Reading text.
• • • • • • •

Re: How to handle TIF_MEMDIE stalls?

Johannes Weiner <hannes@xxxxxxxxxxx> · Mon, 16 Feb 2015 10:42:01 -0500

On Mon, Feb 16, 2015 at 08:23:16PM +0900, Tetsuo Handa wrote:
>   (2) Implement TIF_MEMDIE timeout.

How about something like this?  This should solve the deadlock problem
in the page allocator, but it would also simplify the memcg OOM killer
and allow its use by in-kernel faults again.

--
>From bb7a661bf4802e00197b08068cf2a0c33db89e85 Mon Sep 17 00:00:00 2001
From: Johannes Weiner <hannes@xxxxxxxxxxx>
Date: Mon, 16 Feb 2015 08:00:16 -0500
Subject: [patch] mm: oom_kill: fix allocation deadlock by ensuring OOM
 progress

The page allocator loops indefinitely for certain allocations, such as
orders below a certain threshold and __GFP_NOFAIL contexts.  However,
in an OOM situation, the OOM killer picks one victim and also waits
indefinitely for that victim to exit.  If the victim now gets stuck on
a state (e.g. a lock) held by the allocating task, the two deadlock.

The reason the allocator keeps looping is that __GFP_NOFAIL callers
can not handle failures at all.  But even without that, we generally
would prefer killing userspace before failing low-order allocations.

• • • • • • •

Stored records
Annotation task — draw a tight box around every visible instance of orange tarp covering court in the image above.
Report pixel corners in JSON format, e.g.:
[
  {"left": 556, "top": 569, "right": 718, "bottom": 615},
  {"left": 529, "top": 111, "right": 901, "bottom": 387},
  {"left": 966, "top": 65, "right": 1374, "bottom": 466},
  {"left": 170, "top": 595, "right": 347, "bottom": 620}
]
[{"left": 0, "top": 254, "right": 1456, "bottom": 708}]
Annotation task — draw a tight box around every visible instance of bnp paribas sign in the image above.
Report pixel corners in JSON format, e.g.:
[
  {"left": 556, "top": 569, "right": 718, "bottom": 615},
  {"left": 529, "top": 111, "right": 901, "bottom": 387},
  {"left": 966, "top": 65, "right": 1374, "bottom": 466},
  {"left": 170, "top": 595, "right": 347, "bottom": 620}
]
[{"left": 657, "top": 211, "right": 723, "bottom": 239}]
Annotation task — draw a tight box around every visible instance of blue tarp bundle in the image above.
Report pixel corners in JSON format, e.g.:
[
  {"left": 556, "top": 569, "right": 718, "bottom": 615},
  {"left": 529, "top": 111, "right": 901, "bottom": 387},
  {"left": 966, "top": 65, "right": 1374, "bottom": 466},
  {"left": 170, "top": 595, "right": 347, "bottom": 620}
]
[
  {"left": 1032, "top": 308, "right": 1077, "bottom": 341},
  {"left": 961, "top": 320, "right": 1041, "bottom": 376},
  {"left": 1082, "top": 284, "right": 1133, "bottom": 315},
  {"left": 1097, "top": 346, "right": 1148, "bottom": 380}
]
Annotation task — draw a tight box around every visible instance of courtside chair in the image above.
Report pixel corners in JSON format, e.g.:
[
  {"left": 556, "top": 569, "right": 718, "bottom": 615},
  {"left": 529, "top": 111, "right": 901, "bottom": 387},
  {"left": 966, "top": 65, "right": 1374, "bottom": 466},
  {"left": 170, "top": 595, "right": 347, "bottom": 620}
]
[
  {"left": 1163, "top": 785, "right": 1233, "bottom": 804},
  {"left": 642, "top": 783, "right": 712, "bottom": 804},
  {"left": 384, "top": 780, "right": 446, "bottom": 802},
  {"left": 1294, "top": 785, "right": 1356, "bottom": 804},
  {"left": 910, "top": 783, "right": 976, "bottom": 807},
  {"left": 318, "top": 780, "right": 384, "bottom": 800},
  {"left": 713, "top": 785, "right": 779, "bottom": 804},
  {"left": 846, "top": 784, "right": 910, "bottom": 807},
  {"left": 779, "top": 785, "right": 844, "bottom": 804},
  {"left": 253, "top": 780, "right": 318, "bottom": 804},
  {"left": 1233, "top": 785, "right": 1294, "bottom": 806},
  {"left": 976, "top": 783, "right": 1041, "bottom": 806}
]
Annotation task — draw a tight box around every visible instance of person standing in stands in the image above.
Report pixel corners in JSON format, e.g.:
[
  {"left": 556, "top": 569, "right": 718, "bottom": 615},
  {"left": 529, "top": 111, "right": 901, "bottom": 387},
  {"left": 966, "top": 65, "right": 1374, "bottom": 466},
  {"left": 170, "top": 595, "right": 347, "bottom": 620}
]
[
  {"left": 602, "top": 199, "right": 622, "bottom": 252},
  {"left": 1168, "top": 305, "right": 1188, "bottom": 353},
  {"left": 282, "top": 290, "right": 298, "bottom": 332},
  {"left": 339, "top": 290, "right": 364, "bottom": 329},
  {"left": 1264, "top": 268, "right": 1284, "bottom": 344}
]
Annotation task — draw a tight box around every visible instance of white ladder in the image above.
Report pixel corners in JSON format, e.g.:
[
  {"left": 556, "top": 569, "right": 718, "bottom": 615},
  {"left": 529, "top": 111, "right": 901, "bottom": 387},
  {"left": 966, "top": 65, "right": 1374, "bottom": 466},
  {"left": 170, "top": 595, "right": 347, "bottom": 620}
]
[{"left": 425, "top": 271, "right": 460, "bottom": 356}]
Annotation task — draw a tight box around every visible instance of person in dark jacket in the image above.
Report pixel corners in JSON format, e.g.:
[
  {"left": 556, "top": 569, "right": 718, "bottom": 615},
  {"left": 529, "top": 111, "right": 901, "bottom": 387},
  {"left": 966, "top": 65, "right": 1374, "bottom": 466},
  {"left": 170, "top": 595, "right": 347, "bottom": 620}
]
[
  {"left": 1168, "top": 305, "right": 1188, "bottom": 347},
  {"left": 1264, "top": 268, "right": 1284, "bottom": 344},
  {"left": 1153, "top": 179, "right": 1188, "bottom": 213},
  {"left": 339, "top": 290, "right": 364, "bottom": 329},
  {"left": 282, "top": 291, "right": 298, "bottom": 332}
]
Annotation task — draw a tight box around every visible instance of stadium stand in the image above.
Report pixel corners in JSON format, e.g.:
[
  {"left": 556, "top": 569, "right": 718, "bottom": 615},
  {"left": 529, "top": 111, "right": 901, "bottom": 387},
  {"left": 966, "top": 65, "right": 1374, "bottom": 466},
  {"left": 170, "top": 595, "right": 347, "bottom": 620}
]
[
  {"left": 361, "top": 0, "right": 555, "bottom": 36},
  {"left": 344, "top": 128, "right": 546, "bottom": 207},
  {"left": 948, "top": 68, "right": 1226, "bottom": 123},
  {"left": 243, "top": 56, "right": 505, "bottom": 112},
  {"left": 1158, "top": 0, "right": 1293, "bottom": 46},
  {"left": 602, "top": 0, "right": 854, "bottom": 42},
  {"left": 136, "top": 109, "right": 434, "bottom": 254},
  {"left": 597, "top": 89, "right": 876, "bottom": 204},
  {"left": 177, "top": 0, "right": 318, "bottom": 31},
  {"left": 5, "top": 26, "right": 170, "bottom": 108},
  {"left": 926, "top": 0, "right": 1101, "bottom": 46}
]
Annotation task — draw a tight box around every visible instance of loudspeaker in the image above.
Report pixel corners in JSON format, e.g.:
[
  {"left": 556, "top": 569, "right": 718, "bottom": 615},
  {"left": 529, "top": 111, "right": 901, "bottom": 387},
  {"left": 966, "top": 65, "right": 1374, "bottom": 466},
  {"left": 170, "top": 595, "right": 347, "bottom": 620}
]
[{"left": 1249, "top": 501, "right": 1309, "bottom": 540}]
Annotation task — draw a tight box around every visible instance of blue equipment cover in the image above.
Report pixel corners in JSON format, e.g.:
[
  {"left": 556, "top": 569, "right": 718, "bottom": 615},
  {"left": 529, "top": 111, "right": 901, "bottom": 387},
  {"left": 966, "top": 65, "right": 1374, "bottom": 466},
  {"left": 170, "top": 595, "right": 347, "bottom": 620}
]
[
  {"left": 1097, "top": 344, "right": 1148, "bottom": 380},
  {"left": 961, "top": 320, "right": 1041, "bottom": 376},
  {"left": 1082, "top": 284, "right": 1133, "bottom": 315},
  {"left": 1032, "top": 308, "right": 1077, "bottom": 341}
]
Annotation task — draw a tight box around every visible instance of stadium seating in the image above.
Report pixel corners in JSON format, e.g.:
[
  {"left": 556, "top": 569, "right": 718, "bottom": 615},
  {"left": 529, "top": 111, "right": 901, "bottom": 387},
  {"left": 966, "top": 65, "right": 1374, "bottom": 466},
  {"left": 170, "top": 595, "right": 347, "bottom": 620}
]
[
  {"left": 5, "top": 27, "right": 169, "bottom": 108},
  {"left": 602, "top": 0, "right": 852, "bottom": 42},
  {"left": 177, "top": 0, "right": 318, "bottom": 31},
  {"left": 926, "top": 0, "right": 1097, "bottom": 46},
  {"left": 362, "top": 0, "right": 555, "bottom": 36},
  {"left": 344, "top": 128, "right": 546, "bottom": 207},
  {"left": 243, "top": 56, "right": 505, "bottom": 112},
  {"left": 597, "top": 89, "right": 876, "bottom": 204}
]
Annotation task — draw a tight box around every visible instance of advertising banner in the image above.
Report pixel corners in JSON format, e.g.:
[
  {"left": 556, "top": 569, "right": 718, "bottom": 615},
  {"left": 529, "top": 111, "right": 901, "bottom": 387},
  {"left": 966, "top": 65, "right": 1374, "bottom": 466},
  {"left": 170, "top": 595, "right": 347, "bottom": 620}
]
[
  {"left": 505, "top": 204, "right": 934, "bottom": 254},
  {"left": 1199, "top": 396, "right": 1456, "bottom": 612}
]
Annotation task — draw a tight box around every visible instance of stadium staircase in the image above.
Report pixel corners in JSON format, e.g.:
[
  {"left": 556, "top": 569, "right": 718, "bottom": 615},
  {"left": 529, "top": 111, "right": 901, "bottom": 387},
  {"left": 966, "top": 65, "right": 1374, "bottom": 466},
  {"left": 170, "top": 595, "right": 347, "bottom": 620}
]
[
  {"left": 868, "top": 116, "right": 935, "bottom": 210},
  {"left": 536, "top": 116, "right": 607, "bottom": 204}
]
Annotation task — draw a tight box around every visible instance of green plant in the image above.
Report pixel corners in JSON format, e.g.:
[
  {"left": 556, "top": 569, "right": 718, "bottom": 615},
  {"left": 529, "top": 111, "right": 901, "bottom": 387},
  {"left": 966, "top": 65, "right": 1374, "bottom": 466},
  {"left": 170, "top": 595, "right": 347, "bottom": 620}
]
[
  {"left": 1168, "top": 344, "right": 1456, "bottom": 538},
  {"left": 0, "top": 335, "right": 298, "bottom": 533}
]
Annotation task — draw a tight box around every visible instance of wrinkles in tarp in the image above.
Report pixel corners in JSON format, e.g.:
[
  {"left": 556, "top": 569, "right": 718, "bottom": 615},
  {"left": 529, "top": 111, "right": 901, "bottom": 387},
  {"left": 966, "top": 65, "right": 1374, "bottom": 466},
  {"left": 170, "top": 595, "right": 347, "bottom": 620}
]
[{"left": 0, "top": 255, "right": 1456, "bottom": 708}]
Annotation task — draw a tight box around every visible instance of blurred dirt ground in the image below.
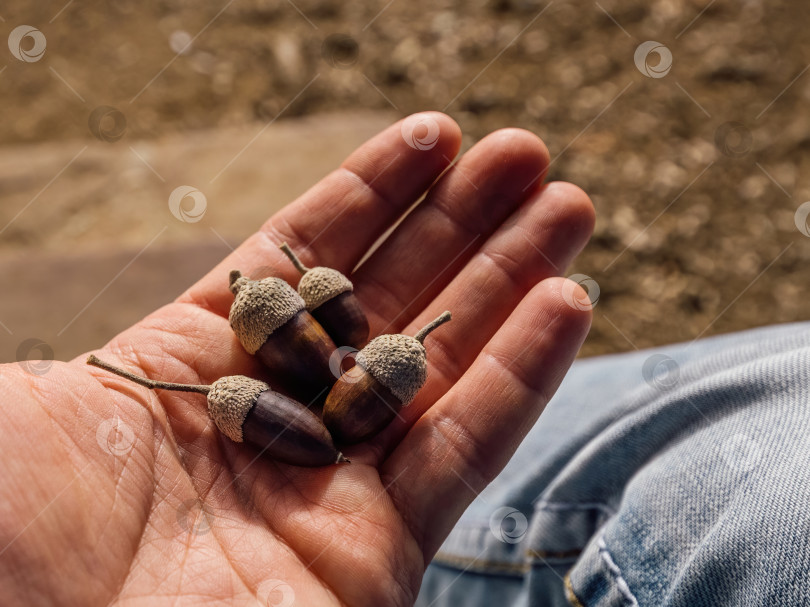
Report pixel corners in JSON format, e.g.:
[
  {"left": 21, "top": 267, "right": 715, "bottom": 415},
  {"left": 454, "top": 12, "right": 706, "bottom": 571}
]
[{"left": 0, "top": 0, "right": 810, "bottom": 360}]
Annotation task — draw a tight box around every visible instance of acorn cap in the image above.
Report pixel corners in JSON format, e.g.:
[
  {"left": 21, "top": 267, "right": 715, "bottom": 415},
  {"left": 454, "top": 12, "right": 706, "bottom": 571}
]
[
  {"left": 228, "top": 270, "right": 306, "bottom": 354},
  {"left": 208, "top": 375, "right": 270, "bottom": 443},
  {"left": 298, "top": 266, "right": 354, "bottom": 312},
  {"left": 355, "top": 335, "right": 427, "bottom": 405}
]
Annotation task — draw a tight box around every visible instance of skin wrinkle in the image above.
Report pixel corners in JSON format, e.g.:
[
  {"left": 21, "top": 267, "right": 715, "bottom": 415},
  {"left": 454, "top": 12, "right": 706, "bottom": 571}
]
[{"left": 0, "top": 116, "right": 592, "bottom": 605}]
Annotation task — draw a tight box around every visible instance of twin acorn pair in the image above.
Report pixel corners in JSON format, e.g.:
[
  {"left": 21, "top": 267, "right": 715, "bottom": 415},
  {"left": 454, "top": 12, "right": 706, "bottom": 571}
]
[{"left": 87, "top": 243, "right": 450, "bottom": 466}]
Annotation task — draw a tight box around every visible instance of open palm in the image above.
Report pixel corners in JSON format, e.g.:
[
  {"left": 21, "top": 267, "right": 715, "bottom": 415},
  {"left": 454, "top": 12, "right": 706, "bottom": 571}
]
[{"left": 0, "top": 113, "right": 593, "bottom": 607}]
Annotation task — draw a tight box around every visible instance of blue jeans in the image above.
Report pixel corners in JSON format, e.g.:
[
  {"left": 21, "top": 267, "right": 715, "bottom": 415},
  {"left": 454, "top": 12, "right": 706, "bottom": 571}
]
[{"left": 417, "top": 323, "right": 810, "bottom": 607}]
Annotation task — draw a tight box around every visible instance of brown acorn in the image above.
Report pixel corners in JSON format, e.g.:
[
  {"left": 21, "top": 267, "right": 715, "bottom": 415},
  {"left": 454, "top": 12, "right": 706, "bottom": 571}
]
[
  {"left": 228, "top": 270, "right": 336, "bottom": 407},
  {"left": 279, "top": 242, "right": 369, "bottom": 348},
  {"left": 87, "top": 354, "right": 349, "bottom": 467},
  {"left": 323, "top": 312, "right": 450, "bottom": 445}
]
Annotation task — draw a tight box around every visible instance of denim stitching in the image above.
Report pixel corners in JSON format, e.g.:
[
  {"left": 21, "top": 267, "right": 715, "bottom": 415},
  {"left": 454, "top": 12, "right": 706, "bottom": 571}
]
[
  {"left": 534, "top": 502, "right": 616, "bottom": 516},
  {"left": 563, "top": 571, "right": 585, "bottom": 607},
  {"left": 596, "top": 535, "right": 638, "bottom": 607}
]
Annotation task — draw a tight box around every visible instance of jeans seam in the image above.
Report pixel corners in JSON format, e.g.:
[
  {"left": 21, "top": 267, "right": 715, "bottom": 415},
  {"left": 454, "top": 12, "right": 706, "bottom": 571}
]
[
  {"left": 563, "top": 571, "right": 585, "bottom": 607},
  {"left": 534, "top": 502, "right": 616, "bottom": 517},
  {"left": 596, "top": 535, "right": 638, "bottom": 607}
]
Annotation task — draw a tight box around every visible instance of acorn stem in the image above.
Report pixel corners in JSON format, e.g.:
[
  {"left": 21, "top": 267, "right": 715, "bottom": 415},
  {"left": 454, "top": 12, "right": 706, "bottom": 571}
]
[
  {"left": 414, "top": 311, "right": 451, "bottom": 344},
  {"left": 228, "top": 270, "right": 242, "bottom": 295},
  {"left": 87, "top": 354, "right": 211, "bottom": 394},
  {"left": 278, "top": 242, "right": 309, "bottom": 274}
]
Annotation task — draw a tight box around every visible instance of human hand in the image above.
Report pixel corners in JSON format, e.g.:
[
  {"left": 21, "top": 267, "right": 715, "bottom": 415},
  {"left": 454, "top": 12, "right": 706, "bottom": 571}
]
[{"left": 0, "top": 113, "right": 593, "bottom": 607}]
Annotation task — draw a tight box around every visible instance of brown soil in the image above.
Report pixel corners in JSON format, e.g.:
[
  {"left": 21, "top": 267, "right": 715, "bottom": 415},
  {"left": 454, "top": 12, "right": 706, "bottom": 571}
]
[{"left": 0, "top": 0, "right": 810, "bottom": 354}]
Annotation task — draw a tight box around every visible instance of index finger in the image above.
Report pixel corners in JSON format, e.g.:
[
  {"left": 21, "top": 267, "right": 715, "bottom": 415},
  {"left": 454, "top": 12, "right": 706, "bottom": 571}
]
[{"left": 179, "top": 112, "right": 461, "bottom": 316}]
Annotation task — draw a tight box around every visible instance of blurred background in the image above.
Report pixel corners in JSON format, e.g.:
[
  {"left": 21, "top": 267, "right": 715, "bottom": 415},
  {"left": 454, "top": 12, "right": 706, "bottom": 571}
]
[{"left": 0, "top": 0, "right": 810, "bottom": 361}]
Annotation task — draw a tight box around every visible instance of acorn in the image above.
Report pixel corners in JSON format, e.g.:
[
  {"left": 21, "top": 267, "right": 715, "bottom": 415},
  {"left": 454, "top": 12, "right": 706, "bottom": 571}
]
[
  {"left": 323, "top": 312, "right": 450, "bottom": 445},
  {"left": 228, "top": 270, "right": 336, "bottom": 407},
  {"left": 279, "top": 242, "right": 369, "bottom": 348},
  {"left": 87, "top": 354, "right": 349, "bottom": 467}
]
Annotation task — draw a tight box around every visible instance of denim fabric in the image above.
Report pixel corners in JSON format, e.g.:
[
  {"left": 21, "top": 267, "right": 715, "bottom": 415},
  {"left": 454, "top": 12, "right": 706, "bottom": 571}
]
[{"left": 417, "top": 323, "right": 810, "bottom": 607}]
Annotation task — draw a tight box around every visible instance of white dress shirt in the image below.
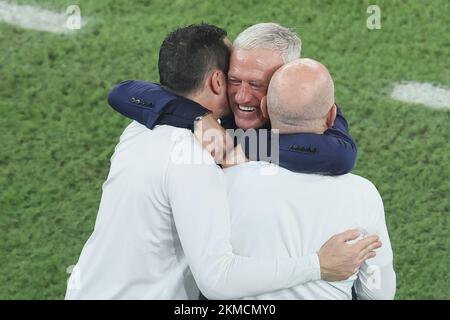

• • • • • • •

Job 1. Decide whether each statement below agrees with the message about TIF_MEMDIE stalls, and answer yes or no with the deciding words of the message quoted exactly. (a) The page allocator loops indefinitely for __GFP_NOFAIL contexts. (b) The OOM killer picks several victims at once. (c) The proposed change would make the memcg OOM killer more complex.
Job 2. Carry the message about TIF_MEMDIE stalls forward from its last sentence.

Task output 1.
(a) Yes: "The page allocator loops indefinitely for certain allocations, such as orders below a certain threshold and __GFP_NOFAIL contexts."
(b) No: "the OOM killer picks one victim and also waits indefinitely for that victim to exit."
(c) No: "it would also simplify the memcg OOM killer and allow its use by in-kernel faults again."

Task output 2.
The reason the OOM killer waits for a single OOM victim on the other
hand is because a) multiple racing allocations shouldn't trigger a
storm of kills when a single kill would have sufficed and b) it hands
out access to memory reserves to the dying task and it doesn't want to
risk depleting them with multiple tasks, which could result in, ahem,
an OOM deadlock.

Implement a 5 second time-out for the OOM victim.  If it hasn't exited
by then, revoke its access to memory reserves and pick the second-best
match from the process list.  It might have already dipped into the
reserves at this point, but the risk of depleting them before somebody
exits seems lower than the chance that the current victim will exit.

This can theoretically go as far as going through the entire list of
possible candidates, at which point the machine would panic.  But it
should be rare, and still preferable to a silent hang.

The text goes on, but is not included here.